(Task directions): Write out the whole listing below again, switching "pine tree" to "conifer" and leaving everything else as it is. Don't include the pictures.

(Records taken from a collection):
^^^^^^^^
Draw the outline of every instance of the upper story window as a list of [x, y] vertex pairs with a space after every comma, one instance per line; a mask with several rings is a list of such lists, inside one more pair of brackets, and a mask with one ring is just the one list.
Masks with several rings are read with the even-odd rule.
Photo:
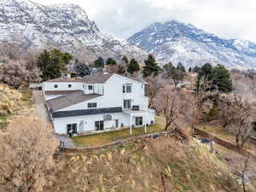
[[92, 90], [92, 85], [88, 85], [88, 90]]
[[124, 108], [125, 109], [131, 109], [131, 99], [125, 99], [124, 100]]
[[131, 84], [123, 85], [123, 93], [131, 93]]
[[97, 108], [97, 103], [96, 102], [88, 102], [87, 107], [88, 107], [88, 108]]

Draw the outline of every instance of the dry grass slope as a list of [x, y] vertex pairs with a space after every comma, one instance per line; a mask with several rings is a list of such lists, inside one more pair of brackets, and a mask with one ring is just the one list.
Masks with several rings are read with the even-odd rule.
[[26, 90], [23, 93], [0, 84], [0, 129], [7, 126], [11, 117], [20, 114], [20, 111], [31, 108], [32, 94]]
[[169, 137], [73, 154], [60, 164], [58, 179], [48, 192], [218, 192], [237, 185], [205, 146]]

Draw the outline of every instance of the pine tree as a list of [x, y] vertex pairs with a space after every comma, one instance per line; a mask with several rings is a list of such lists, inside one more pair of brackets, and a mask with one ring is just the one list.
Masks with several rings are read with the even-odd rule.
[[61, 76], [61, 70], [73, 59], [68, 53], [62, 53], [59, 49], [44, 50], [38, 58], [37, 65], [42, 71], [43, 80], [59, 78]]
[[90, 68], [85, 63], [78, 63], [74, 67], [75, 72], [79, 77], [84, 77], [90, 74]]
[[127, 66], [127, 72], [130, 74], [133, 74], [140, 70], [140, 66], [135, 59], [131, 59], [129, 65]]
[[107, 66], [115, 66], [116, 65], [116, 61], [113, 59], [112, 59], [112, 58], [108, 58], [106, 61], [106, 65]]
[[127, 57], [125, 55], [123, 56], [122, 61], [124, 61], [126, 64], [126, 66], [128, 66], [129, 61], [128, 61], [128, 59], [127, 59]]
[[104, 60], [101, 56], [94, 61], [94, 64], [96, 67], [101, 67], [101, 68], [104, 68], [104, 65], [105, 65]]
[[201, 67], [198, 76], [209, 77], [212, 73], [212, 65], [210, 63], [206, 63]]
[[177, 69], [182, 71], [183, 73], [186, 73], [186, 69], [182, 63], [177, 63]]
[[212, 84], [217, 86], [218, 90], [224, 93], [229, 93], [233, 90], [229, 70], [223, 65], [217, 65], [212, 68], [209, 80], [212, 81]]
[[161, 68], [158, 66], [155, 58], [152, 55], [148, 55], [147, 60], [144, 61], [145, 67], [143, 67], [143, 77], [148, 77], [150, 75], [156, 76], [161, 72]]
[[118, 73], [119, 74], [125, 74], [126, 72], [125, 67], [122, 65], [118, 65]]
[[178, 82], [183, 79], [184, 73], [182, 70], [175, 67], [172, 62], [166, 64], [163, 67], [164, 76], [166, 79], [172, 79], [176, 88]]
[[195, 66], [195, 67], [192, 69], [193, 73], [199, 73], [200, 71], [200, 67], [198, 67], [197, 66]]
^^^^^^^^
(Response to this task):
Draw the outline of every instance of the upper story window as a list of [x, y] vertex pairs with a space after every comma, one instance per line; a mask with several rings is a list of such lists, inside one more pair of brackets, and a mask with one ring is just the one list.
Masks with several rings are read with the even-odd rule.
Photo:
[[92, 90], [92, 85], [88, 85], [88, 90]]
[[124, 108], [125, 109], [131, 109], [131, 99], [125, 99], [124, 100]]
[[131, 84], [123, 85], [123, 93], [131, 93]]
[[97, 108], [97, 103], [96, 102], [88, 102], [87, 107], [88, 107], [88, 108]]

Draw the outline of every instance of the dry grass slope as a list of [x, y] vertex pairs with a space after every comma, one instance per line; a mask with several rings is a list of such lists, inside one more pair of brackets, and a mask with one ring is just the one list.
Masks with several rings are read with the even-odd rule.
[[26, 90], [23, 93], [0, 84], [0, 129], [7, 126], [11, 117], [20, 114], [20, 111], [31, 108], [32, 94]]
[[169, 137], [73, 154], [60, 164], [58, 179], [48, 192], [218, 192], [237, 185], [205, 146]]

Draw the outline of every instance of the conifer as a list of [x, y] vertex pairs with a space after every comma, one instance per line; a mask with several rings is a list of such lists, inside one more pair of brackets, and a mask with one ring is just the one list.
Masks with several rings are read with the even-odd rule.
[[61, 76], [61, 70], [73, 59], [68, 53], [62, 53], [59, 49], [44, 50], [38, 58], [37, 65], [42, 71], [43, 80], [59, 78]]
[[90, 68], [85, 63], [78, 63], [74, 67], [75, 72], [79, 77], [84, 77], [90, 74]]
[[127, 66], [127, 72], [130, 74], [133, 74], [140, 70], [140, 66], [135, 59], [131, 59], [129, 65]]
[[107, 66], [115, 66], [116, 65], [116, 61], [113, 59], [112, 59], [112, 58], [108, 58], [106, 61], [106, 65]]
[[127, 57], [125, 55], [123, 56], [122, 61], [124, 61], [126, 64], [126, 66], [128, 66], [129, 61], [128, 61], [128, 59], [127, 59]]
[[104, 60], [101, 56], [94, 61], [94, 64], [96, 67], [101, 67], [101, 68], [104, 68], [104, 65], [105, 65]]
[[201, 67], [198, 76], [209, 77], [212, 73], [212, 65], [210, 63], [206, 63]]
[[177, 69], [182, 71], [183, 73], [186, 73], [186, 69], [182, 63], [177, 63]]
[[212, 84], [217, 86], [218, 90], [224, 93], [229, 93], [233, 90], [229, 70], [223, 65], [217, 65], [212, 68], [209, 80], [212, 81]]
[[161, 68], [158, 66], [155, 58], [152, 55], [148, 55], [147, 60], [144, 61], [145, 67], [143, 67], [143, 77], [148, 77], [150, 75], [156, 76], [161, 72]]
[[118, 73], [119, 74], [125, 74], [126, 72], [125, 67], [122, 65], [118, 65]]
[[178, 82], [183, 79], [184, 73], [182, 70], [175, 67], [172, 62], [166, 64], [163, 67], [164, 76], [166, 79], [172, 79], [176, 88]]
[[195, 66], [195, 67], [192, 69], [193, 73], [199, 73], [200, 71], [200, 67], [198, 67], [197, 66]]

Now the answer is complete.